> Texto fornecido:
..............................
A visita da dissidente Yoani Sanchez merece um minuto de reflexão e debate
Conheço
militantes com uma história respeitável e uma postura de coragem
confirmada que defendem a tentativa de boicotar a visita da blogueira.
Mas discordo dessa visão.
Mesmo no Palácio do Planalto de Dilma Rousseff já se define a
perseguição de militantes da juventude do PC do B e de fatias do PT
contra Yoani Sanchez como uma nova edição da Operação Tabajara, aquele
quadro trapalhão que fez história entre os Cassetas & Planetas.
Vejamos o enredo da história:
1. O conselheiro político da embaixada de Cuba convoca uma reunião
secreta, para organizar uma espécie de boicote contra aquela que se
tornou a mais conhecida dissidente do regime cubano;
2. Entre os presentes, encontra-se um funcionário do Planalto que tinha
ido à embaixada para outro compromisso, mas é colocado de improviso
num encontro reservado;
3. Outro convidado só estava ali para espionar e fornecer informações
supostamente secretas para o inimigo – como se veria mais tarde, quando a
revista de maior circulação do País publicou uma detalhadíssima
reportagem sobre o evento;
4. Mesmo com a divulgação de toda a história com antecedência, a
operação foi mantida, transformando-se num show de constrangimentos;
5. Ativistas e militantes que tentavam boicotar os eventos marcados
para recepcionar Yoani foram obrigados a justificar por que achavam que
tinham o direito de atazanar a liberdade de expressão da dissidente e,
ao mesmo tempo, defender sua própria liberdade de expressar-se contra
ela;
6. Candidata a fazer uma visita em situação de semi-obscuridade, Yoani
tornou-se protagonista destacada no debate político. Em condições
normais, dificilmente se poderia imaginar que fosse capaz de polarizar
uma discussão política no País. Mas Yoani até se sentiu no direito de
dar pito no governo brasileiro, reclamando que ele não dá importância
aos direitos humanos em Cuba.
..............................
> Listagem:

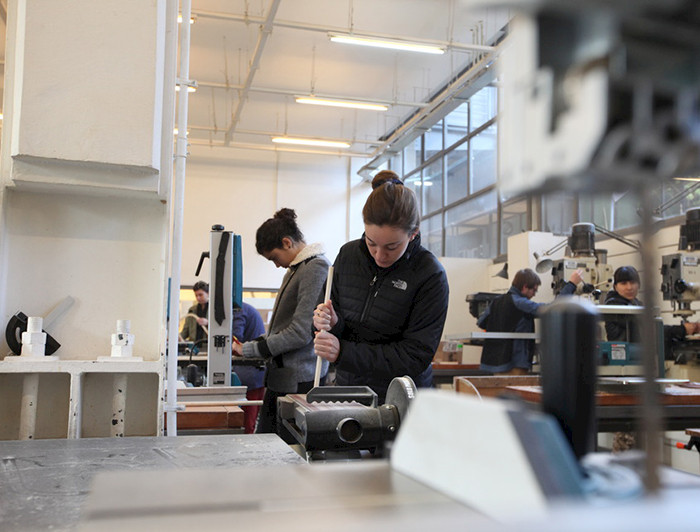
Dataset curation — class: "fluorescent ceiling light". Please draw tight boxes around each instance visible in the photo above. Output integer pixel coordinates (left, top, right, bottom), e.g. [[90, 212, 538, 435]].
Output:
[[294, 96, 389, 111], [177, 13, 197, 24], [272, 137, 350, 148], [175, 85, 197, 92], [328, 33, 445, 54]]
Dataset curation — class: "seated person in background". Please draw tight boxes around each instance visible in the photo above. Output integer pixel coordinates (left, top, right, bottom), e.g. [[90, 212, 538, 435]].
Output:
[[180, 281, 209, 351], [605, 266, 700, 359], [231, 303, 265, 434], [477, 268, 583, 375]]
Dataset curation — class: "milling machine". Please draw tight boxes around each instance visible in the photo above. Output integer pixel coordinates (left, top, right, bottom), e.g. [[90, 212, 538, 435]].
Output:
[[661, 208, 700, 381]]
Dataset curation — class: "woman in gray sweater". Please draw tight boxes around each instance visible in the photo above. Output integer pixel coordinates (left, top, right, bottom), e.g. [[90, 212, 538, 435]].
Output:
[[233, 209, 329, 434]]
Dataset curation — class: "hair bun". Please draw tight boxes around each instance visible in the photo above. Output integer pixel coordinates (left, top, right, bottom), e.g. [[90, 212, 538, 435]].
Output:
[[372, 170, 403, 190], [274, 207, 297, 220]]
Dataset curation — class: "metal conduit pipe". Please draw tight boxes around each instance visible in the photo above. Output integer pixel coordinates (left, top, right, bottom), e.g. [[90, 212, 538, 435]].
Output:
[[166, 0, 192, 436], [197, 80, 430, 107], [223, 0, 280, 144], [194, 10, 495, 52]]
..............................
> Tarefas:
a - As afirmações abaixo estão de acordo com o texto sobre a visita de Yoani Sanchez? Responda sim ou não para cada uma e cite as palavras do texto que decidem a questão. (i) O autor apoia a tentativa de boicotar a visita da blogueira. (ii) A reunião secreta foi convocada pelo conselheiro político da embaixada de Cuba. (iii) A operação foi cancelada depois que a história foi divulgada com antecedência.
b - Substitua "tight" por "precise" nas entradas da listagem, do início delas até a linha com "33, 445, 54]]", incluindo essa linha, e reescreva somente essas linhas, sem nenhuma outra alteração. Deixe as imagens de fora da resposta.

> Respostas por tarefa:
a -
(i) Não: "Mas discordo dessa visão."
(ii) Sim: "O conselheiro político da embaixada de Cuba convoca uma reunião secreta"
(iii) Não: "a operação foi mantida"

b -
Dataset curation — class: "fluorescent ceiling light". Please draw precise boxes around each instance visible in the photo above. Output integer pixel coordinates (left, top, right, bottom), e.g. [[90, 212, 538, 435]].
Output:
[[294, 96, 389, 111], [177, 13, 197, 24], [272, 137, 350, 148], [175, 85, 197, 92], [328, 33, 445, 54]]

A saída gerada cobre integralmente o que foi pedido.